CALIFORNIA LEGISLATURE— 2019–2020 REGULAR SESSION

Assembly Bill
No. 1934


Introduced by Assembly Member Voepel

January 15, 2020


An act to add Section 65913.16 to the Government Code, relating to land use.


LEGISLATIVE COUNSEL'S DIGEST


AB 1934, as introduced, Voepel. Planning and zoning: affordable housing: streamlined, ministerial approval process.
Existing law, until January 1, 2026, authorizes a development proponent to submit an application for a multifamily housing development, which satisfies specified objective planning standards, that is subject to a streamlined, ministerial approval process, as provided, and not subject to a conditional use permit. Existing law requires a local government to notify the development proponent in writing if the local government determines that the development conflicts with any of those objective standards by a specified time; otherwise, the development is deemed to comply with those standards. Existing law provides that if a local government approves a project pursuant to that process, that approval will not expire until a specified period of time depending on the nature of the development.

**EXERCISE DATA:**
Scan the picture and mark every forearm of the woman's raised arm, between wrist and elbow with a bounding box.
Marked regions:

**TASK:** Using the AB 1934 digest, explain in one to three sentences why a proposed multifamily housing development would be deemed to comply with the objective planning standards.

**YOUR SOLUTION:** Under existing law, a local government that determines a development conflicts with any of those objective standards must notify the development proponent in writing by a specified time. If it does not give that notice, the development is deemed to comply with the standards.